◆ **Task requirements**:
Which lines in the items below contain the string "long"? Show every such line in full, and treat uppercase and lowercase as different.

[Image outline entries]

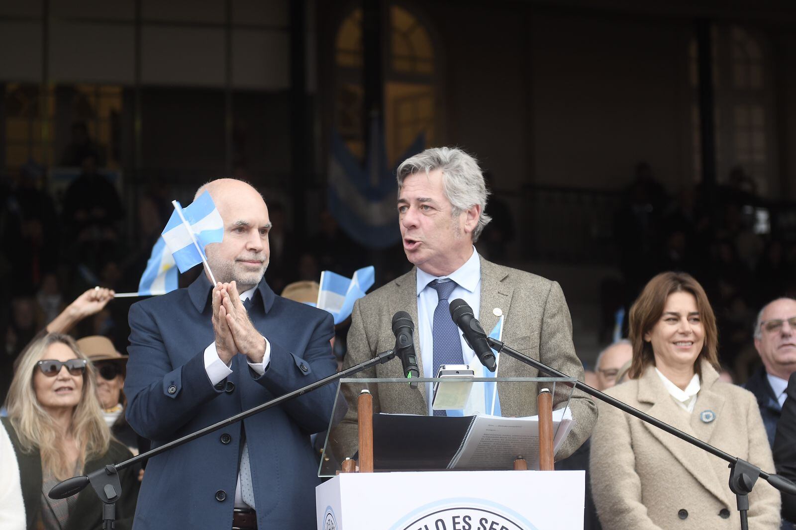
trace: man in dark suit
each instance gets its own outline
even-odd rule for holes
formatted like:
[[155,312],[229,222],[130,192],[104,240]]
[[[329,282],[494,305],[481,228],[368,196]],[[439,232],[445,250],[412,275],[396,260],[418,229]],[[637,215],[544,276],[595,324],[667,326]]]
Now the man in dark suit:
[[[334,372],[331,315],[263,279],[262,197],[232,179],[205,189],[224,220],[224,240],[206,247],[218,283],[201,275],[130,310],[127,415],[154,446]],[[310,435],[326,428],[334,400],[333,386],[320,388],[150,459],[135,528],[314,528]]]
[[[344,367],[392,348],[392,315],[406,311],[416,324],[415,349],[421,376],[435,376],[440,364],[466,364],[480,370],[480,362],[451,318],[450,301],[462,298],[487,333],[502,317],[502,340],[507,345],[582,381],[583,368],[575,353],[572,323],[560,286],[492,263],[473,246],[490,220],[484,211],[487,190],[475,159],[455,148],[426,150],[399,166],[398,193],[404,251],[415,267],[354,304]],[[360,373],[380,378],[403,375],[400,363],[385,363]],[[502,355],[497,375],[543,374]],[[330,435],[339,457],[357,450],[357,396],[365,386],[341,388],[349,411]],[[430,384],[368,387],[374,411],[432,414]],[[528,386],[499,383],[499,410],[504,416],[536,415],[537,394],[537,389]],[[491,412],[485,397],[470,395],[474,412]],[[554,396],[554,407],[563,406],[563,399],[565,396]],[[572,393],[569,406],[576,423],[559,450],[559,458],[583,443],[597,419],[597,407],[580,391]]]
[[[796,481],[796,372],[788,380],[787,398],[774,438],[774,463],[777,473]],[[796,495],[782,493],[782,517],[796,520]]]
[[[787,438],[786,433],[790,431],[792,435],[796,428],[793,423],[780,427],[785,419],[785,406],[788,401],[791,402],[791,408],[796,407],[792,403],[793,399],[786,399],[787,392],[793,395],[794,392],[793,389],[793,375],[796,373],[794,323],[796,323],[796,300],[793,298],[778,298],[767,304],[760,310],[755,323],[755,348],[760,354],[763,367],[752,374],[743,385],[757,399],[760,415],[766,426],[768,442],[775,452],[777,451],[775,446],[775,436],[779,436],[780,438]],[[790,413],[789,421],[796,421],[796,414],[793,411]],[[793,438],[790,438],[790,442],[794,442]],[[790,450],[792,451],[792,449]],[[775,462],[778,469],[784,464],[785,469],[787,470],[788,463],[782,459],[783,451],[787,454],[788,450],[781,445],[779,449],[781,460],[778,461],[775,456]],[[793,470],[793,460],[790,461],[790,469]],[[782,530],[796,530],[796,523],[789,522],[796,521],[796,513],[793,512],[792,509],[790,513],[787,512],[792,506],[792,502],[793,499],[789,501],[788,496],[782,494],[782,518],[785,520],[782,521]]]

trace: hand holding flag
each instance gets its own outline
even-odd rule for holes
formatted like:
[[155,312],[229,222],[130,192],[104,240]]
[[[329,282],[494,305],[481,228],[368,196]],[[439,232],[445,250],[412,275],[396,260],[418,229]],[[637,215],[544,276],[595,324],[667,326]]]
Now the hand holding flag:
[[374,276],[373,265],[359,269],[352,278],[324,271],[321,273],[316,306],[331,313],[334,317],[334,324],[340,324],[351,316],[353,302],[365,296],[365,293],[373,285]]
[[199,263],[205,264],[211,281],[216,283],[205,255],[205,247],[222,240],[224,220],[210,193],[205,192],[185,209],[177,201],[172,204],[174,212],[152,248],[139,291],[116,293],[115,298],[165,294],[178,287],[178,268],[185,272]]

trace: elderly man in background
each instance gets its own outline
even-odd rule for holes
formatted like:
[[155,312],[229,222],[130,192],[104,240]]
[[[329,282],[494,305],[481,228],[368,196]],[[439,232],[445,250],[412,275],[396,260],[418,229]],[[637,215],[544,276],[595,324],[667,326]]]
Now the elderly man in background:
[[616,384],[619,372],[629,365],[633,358],[633,346],[627,339],[617,341],[597,356],[595,371],[597,372],[597,390],[603,391]]
[[763,367],[744,386],[757,398],[768,442],[773,445],[788,379],[796,372],[796,300],[778,298],[760,310],[755,323],[755,349]]
[[[782,406],[788,396],[788,380],[796,373],[796,300],[777,298],[760,310],[755,322],[755,349],[760,355],[763,367],[744,386],[757,398],[768,442],[773,449],[778,425],[783,418]],[[782,427],[782,431],[787,432],[789,427]],[[782,440],[779,454],[782,459]],[[779,469],[782,462],[776,464]],[[790,506],[792,501],[793,498],[782,497],[783,530],[796,530],[796,523],[792,522],[796,516]]]

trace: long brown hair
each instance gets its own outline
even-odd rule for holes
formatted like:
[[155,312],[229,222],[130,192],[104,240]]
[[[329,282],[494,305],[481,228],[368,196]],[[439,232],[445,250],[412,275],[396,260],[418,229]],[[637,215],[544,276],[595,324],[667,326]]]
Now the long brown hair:
[[652,344],[644,340],[663,314],[666,299],[672,293],[690,293],[696,299],[702,328],[704,329],[704,344],[696,357],[694,369],[700,373],[700,360],[704,359],[716,369],[719,368],[719,333],[716,327],[716,315],[708,302],[704,289],[691,275],[685,272],[661,272],[645,286],[642,294],[630,307],[630,334],[633,344],[633,360],[628,370],[630,379],[637,379],[645,368],[655,364]]
[[[49,414],[39,403],[33,389],[33,372],[36,363],[53,344],[62,343],[74,352],[78,359],[86,359],[75,340],[68,335],[49,333],[33,342],[21,353],[19,365],[14,374],[11,388],[6,398],[8,416],[19,437],[22,450],[27,453],[38,449],[41,466],[49,470],[56,478],[64,480],[74,474],[63,450],[61,433]],[[94,369],[91,363],[83,375],[83,394],[72,414],[72,435],[80,450],[77,467],[82,470],[86,461],[107,452],[111,431],[105,424],[100,401],[96,397]],[[80,471],[79,471],[80,473]]]

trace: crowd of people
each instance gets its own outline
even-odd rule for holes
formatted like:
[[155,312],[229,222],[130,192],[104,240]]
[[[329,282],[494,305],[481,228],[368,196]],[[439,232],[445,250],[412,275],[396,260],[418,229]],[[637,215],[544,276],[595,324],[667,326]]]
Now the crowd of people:
[[[84,165],[87,178],[102,178],[90,162]],[[13,450],[0,452],[0,522],[9,528],[99,528],[100,501],[91,489],[58,501],[45,493],[60,480],[123,461],[338,369],[331,315],[279,295],[292,280],[317,279],[322,269],[350,275],[365,264],[330,217],[310,238],[311,247],[294,248],[294,236],[279,226],[284,212],[279,205],[267,206],[242,181],[207,183],[197,195],[210,193],[224,236],[205,249],[206,268],[184,275],[185,288],[131,306],[114,300],[114,289],[135,290],[168,215],[162,201],[147,196],[140,202],[142,243],[121,261],[115,254],[124,230],[120,209],[109,211],[108,202],[96,208],[84,204],[84,194],[68,190],[64,200],[81,198],[64,205],[64,226],[77,228],[60,230],[57,220],[36,213],[46,193],[40,184],[29,185],[4,190],[6,204],[28,206],[6,212],[0,227],[4,250],[20,245],[14,248],[24,255],[8,265],[21,275],[10,287],[18,296],[7,315],[0,371],[9,388],[6,394],[0,387],[6,396],[0,450]],[[583,380],[587,374],[560,286],[492,263],[475,246],[491,221],[489,190],[475,159],[458,149],[426,150],[399,166],[397,188],[401,247],[412,270],[382,282],[354,305],[343,366],[391,349],[392,315],[405,310],[417,323],[421,376],[433,376],[443,364],[481,369],[448,311],[451,300],[462,298],[485,328],[500,318],[504,337],[513,337],[515,347]],[[37,198],[19,200],[25,193]],[[617,304],[627,306],[628,338],[599,355],[590,384],[765,470],[776,466],[793,477],[794,403],[789,396],[796,394],[796,300],[792,275],[782,272],[791,267],[790,251],[771,239],[769,248],[778,243],[779,253],[763,251],[763,240],[750,243],[757,240],[749,239],[751,227],[734,224],[732,212],[747,196],[739,203],[713,205],[710,211],[725,214],[720,221],[686,207],[685,199],[673,209],[642,166],[628,197],[617,215],[617,226],[633,231],[618,228],[624,292],[632,293]],[[10,236],[14,229],[20,240]],[[43,243],[48,233],[52,249]],[[76,239],[67,244],[66,233]],[[625,245],[634,239],[635,245]],[[494,238],[486,240],[494,244]],[[53,255],[53,249],[60,252]],[[716,259],[726,267],[714,271]],[[739,263],[747,272],[753,266],[760,271],[759,281],[742,274]],[[68,304],[64,278],[88,284]],[[30,286],[35,296],[25,293]],[[742,322],[729,318],[739,315],[744,315]],[[743,323],[747,333],[730,322]],[[65,334],[70,331],[80,340]],[[721,372],[732,365],[725,379],[738,377],[737,360],[747,349],[760,368],[744,389]],[[501,376],[538,374],[511,358],[499,366]],[[359,374],[402,375],[395,362]],[[429,388],[361,386],[374,396],[374,412],[445,414],[432,410],[425,398]],[[360,389],[347,388],[348,412],[330,433],[340,460],[357,450]],[[535,414],[537,394],[499,394],[501,413]],[[117,528],[313,528],[314,503],[307,500],[319,479],[310,435],[326,429],[334,401],[334,389],[327,387],[158,455],[146,470],[125,469]],[[556,455],[556,467],[590,472],[587,528],[736,525],[734,497],[722,478],[725,462],[582,392],[574,392],[569,403],[575,428]],[[768,484],[759,482],[751,499],[753,528],[792,528],[781,521],[781,507],[786,517],[793,516],[787,498],[783,504]],[[302,503],[307,509],[296,510]],[[187,506],[193,508],[181,508]]]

◆ **Task solution**:
trace: long brown hair
Now the long brown hair:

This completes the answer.